Data excerpts

□ □ □ □

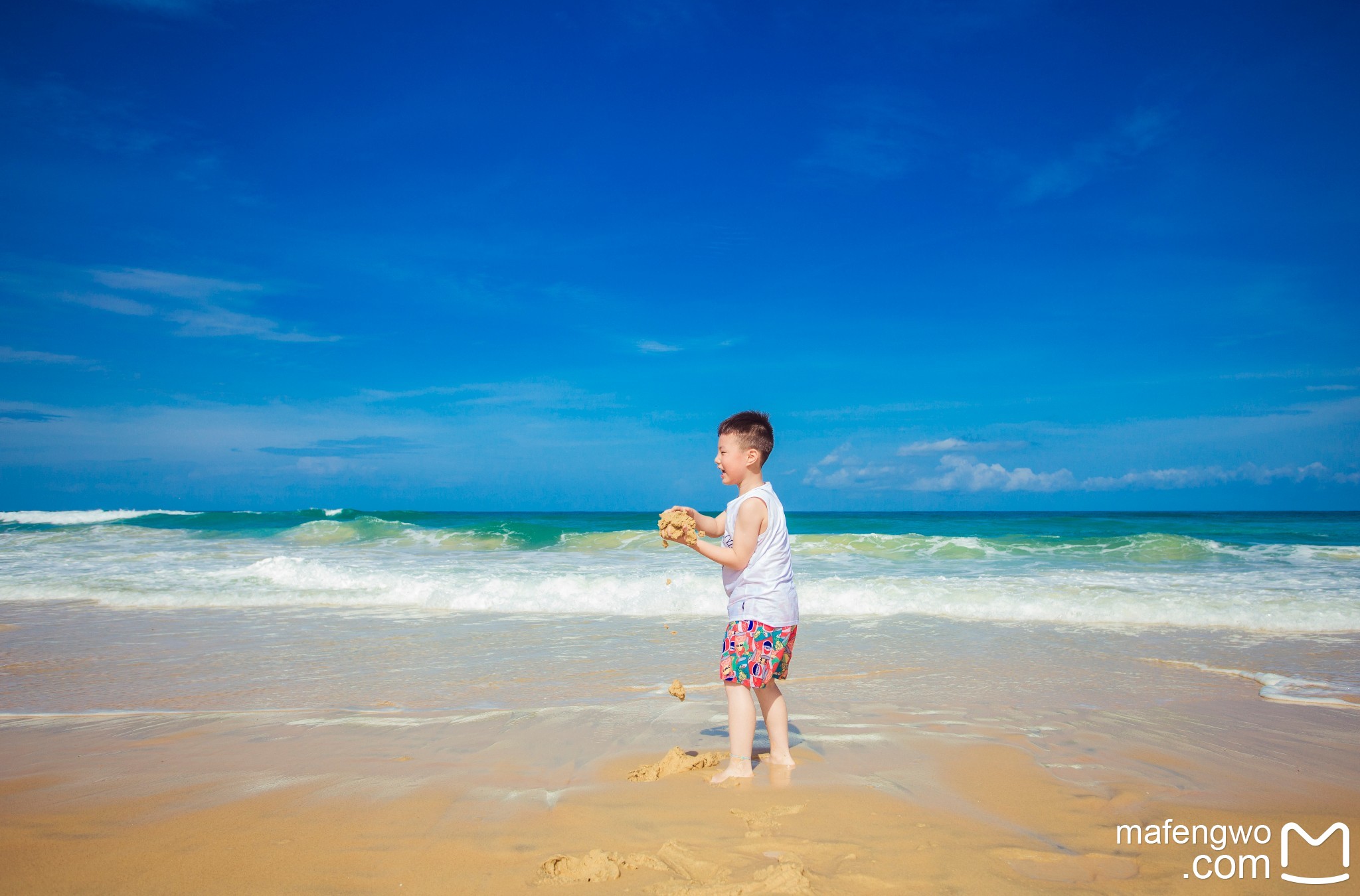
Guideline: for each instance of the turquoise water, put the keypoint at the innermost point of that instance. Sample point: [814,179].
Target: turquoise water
[1264,571]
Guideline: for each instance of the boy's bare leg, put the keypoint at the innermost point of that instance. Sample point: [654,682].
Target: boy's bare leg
[742,731]
[777,722]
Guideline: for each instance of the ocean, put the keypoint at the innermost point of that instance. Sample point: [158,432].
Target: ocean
[1253,571]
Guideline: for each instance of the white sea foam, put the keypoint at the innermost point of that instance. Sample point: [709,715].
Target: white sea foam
[82,517]
[1286,688]
[371,562]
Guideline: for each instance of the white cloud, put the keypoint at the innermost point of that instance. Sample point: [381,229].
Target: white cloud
[216,321]
[1062,177]
[958,445]
[166,283]
[18,356]
[1199,477]
[965,473]
[105,302]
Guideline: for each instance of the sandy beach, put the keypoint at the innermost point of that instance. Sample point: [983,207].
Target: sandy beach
[1001,759]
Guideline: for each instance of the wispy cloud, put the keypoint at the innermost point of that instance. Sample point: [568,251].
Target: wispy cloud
[19,356]
[1197,477]
[27,412]
[1088,159]
[958,445]
[105,302]
[960,473]
[50,108]
[965,473]
[349,448]
[869,136]
[546,395]
[876,410]
[166,283]
[216,321]
[193,302]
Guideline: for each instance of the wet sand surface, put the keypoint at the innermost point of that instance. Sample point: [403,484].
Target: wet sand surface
[939,758]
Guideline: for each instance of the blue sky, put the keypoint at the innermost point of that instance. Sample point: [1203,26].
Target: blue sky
[974,255]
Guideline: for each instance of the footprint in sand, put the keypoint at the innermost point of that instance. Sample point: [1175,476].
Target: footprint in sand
[762,823]
[595,866]
[698,876]
[1068,869]
[676,762]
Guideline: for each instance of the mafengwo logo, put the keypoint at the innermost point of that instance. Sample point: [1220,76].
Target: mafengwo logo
[1243,862]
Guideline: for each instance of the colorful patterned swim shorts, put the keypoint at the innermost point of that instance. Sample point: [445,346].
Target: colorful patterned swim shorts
[754,653]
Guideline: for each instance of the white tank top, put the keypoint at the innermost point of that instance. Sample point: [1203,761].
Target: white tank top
[765,589]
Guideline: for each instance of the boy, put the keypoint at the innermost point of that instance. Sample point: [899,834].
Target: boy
[762,603]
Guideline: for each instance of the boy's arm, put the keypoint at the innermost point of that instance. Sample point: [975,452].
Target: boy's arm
[711,526]
[750,518]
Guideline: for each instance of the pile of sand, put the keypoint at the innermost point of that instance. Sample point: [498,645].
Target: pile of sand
[676,762]
[676,525]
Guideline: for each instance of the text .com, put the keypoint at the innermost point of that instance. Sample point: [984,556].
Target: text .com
[1236,850]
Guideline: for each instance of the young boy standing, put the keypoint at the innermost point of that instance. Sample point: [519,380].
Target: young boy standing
[762,601]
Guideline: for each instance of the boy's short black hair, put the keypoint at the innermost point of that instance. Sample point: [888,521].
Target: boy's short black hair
[752,429]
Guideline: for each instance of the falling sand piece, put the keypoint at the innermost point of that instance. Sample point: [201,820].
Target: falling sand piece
[676,525]
[676,762]
[762,823]
[709,879]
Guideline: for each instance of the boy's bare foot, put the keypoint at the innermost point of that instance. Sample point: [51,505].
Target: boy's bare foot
[781,775]
[734,769]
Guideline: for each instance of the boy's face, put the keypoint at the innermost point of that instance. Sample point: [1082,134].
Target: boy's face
[733,460]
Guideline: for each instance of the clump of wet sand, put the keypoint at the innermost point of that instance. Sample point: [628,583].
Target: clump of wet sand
[676,525]
[675,762]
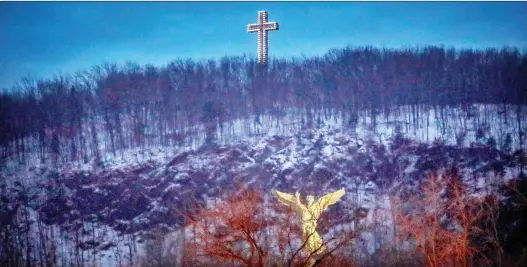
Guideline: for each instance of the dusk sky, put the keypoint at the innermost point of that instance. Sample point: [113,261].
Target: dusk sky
[44,39]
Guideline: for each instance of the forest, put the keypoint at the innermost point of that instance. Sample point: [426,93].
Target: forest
[135,106]
[173,165]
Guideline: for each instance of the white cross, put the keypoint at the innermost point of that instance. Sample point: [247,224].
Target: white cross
[262,27]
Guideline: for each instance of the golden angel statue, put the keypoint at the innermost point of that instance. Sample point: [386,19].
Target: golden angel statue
[310,215]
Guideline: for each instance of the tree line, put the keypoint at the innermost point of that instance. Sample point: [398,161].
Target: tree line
[111,107]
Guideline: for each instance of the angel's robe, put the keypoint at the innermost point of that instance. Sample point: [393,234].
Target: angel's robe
[310,215]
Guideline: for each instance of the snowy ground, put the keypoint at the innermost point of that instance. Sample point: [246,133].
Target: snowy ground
[266,155]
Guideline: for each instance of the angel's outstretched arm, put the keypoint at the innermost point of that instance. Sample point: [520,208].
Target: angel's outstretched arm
[289,200]
[328,200]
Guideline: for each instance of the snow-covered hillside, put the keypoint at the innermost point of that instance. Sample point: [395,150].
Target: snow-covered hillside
[110,205]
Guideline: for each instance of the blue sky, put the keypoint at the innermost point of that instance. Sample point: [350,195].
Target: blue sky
[43,39]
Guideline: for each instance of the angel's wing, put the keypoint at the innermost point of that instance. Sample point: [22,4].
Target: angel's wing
[288,200]
[327,200]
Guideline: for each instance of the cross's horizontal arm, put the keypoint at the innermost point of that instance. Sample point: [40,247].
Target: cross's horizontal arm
[253,27]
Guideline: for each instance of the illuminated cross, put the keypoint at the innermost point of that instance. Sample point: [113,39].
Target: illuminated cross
[262,27]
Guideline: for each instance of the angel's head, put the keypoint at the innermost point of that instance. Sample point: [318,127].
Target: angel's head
[310,199]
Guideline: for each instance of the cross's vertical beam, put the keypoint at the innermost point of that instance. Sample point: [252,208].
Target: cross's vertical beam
[262,27]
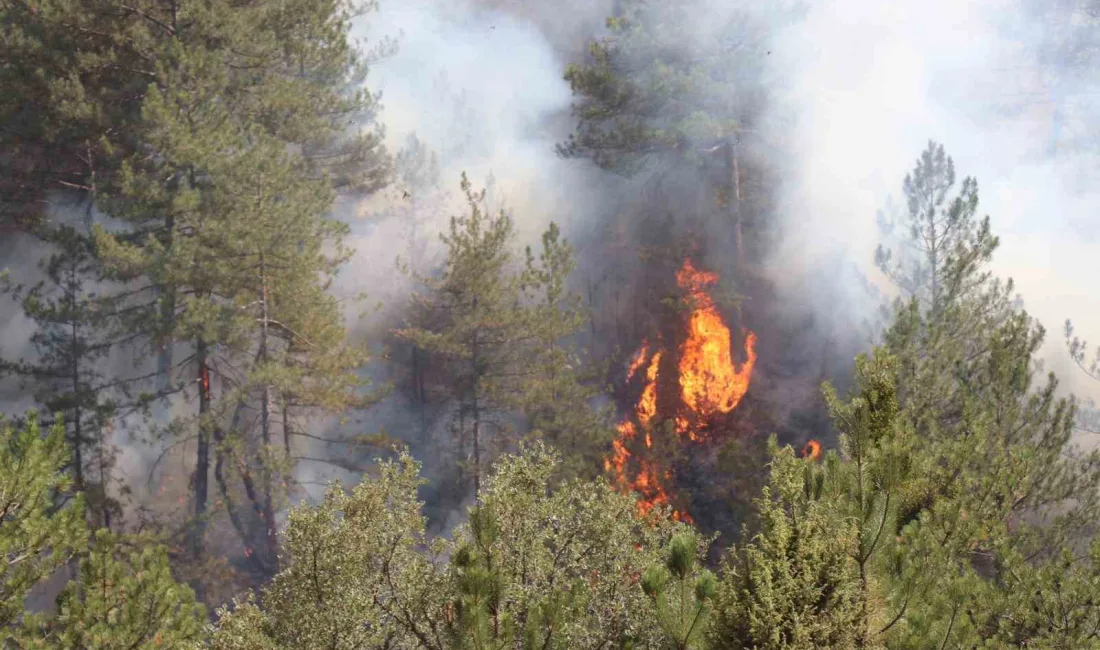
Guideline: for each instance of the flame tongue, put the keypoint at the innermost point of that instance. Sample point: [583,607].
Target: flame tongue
[710,384]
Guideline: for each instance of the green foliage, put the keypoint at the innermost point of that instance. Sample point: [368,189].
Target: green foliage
[661,83]
[561,386]
[682,592]
[796,583]
[65,374]
[996,495]
[216,134]
[123,594]
[535,568]
[498,332]
[40,533]
[123,597]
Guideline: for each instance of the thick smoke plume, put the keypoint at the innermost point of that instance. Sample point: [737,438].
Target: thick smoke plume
[991,80]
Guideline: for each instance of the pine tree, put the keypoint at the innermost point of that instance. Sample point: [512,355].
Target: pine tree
[1088,418]
[538,566]
[122,597]
[681,592]
[37,536]
[472,319]
[66,373]
[659,94]
[795,584]
[560,389]
[997,484]
[146,110]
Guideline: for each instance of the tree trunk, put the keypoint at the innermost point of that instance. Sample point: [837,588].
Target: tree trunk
[265,475]
[734,201]
[202,454]
[75,371]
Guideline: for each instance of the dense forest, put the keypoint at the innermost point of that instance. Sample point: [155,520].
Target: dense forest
[559,362]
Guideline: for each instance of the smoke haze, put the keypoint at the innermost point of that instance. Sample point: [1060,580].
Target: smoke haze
[857,89]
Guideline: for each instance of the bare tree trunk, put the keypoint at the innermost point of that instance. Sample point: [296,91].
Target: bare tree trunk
[202,453]
[734,202]
[267,511]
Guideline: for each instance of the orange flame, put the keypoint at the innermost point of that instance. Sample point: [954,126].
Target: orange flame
[708,381]
[710,384]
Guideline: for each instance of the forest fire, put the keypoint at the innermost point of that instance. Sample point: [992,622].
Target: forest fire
[812,450]
[710,384]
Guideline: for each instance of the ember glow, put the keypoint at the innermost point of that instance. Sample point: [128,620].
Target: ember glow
[710,384]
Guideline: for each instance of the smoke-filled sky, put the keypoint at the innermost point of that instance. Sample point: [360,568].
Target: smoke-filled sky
[859,88]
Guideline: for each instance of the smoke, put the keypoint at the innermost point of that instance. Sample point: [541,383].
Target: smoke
[870,83]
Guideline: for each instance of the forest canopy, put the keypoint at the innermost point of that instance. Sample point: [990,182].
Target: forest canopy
[606,436]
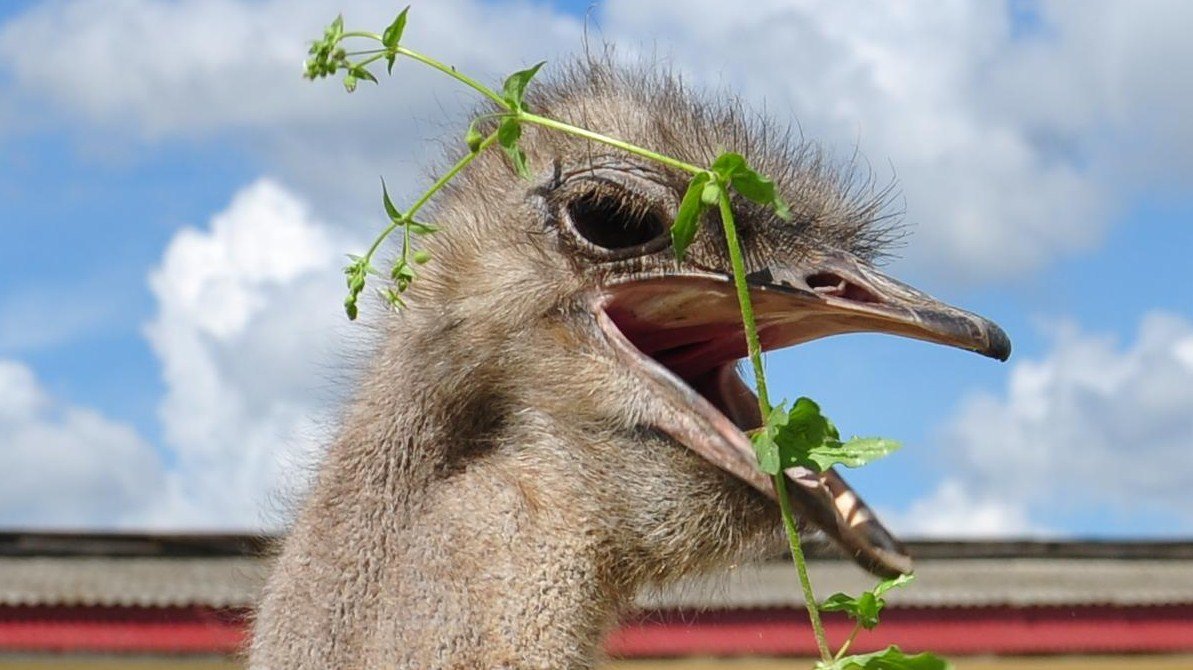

□ □ □ □

Your goal
Please copy the items from the line with "Guideline: for each instance of the smoke-filled" through the end of the items, replacing "innermost point" with "central point" and changing nothing else. Leave the pictures out of your answer.

Response to this exercise
Guideline: for each instance of the smoke-filled sky, put the keypoint at the central point of that instance. Sample point: [360,568].
Target: smoke-filled sky
[859,88]
Guideline: for each instance of the smoke, put the keypoint at the central point of that instance. Sample point: [541,383].
Target: smoke
[870,83]
Guideline: for each instance of the forest canopy, put the keypoint at the central point of that instance. Sample point: [990,182].
Target: forest canopy
[606,436]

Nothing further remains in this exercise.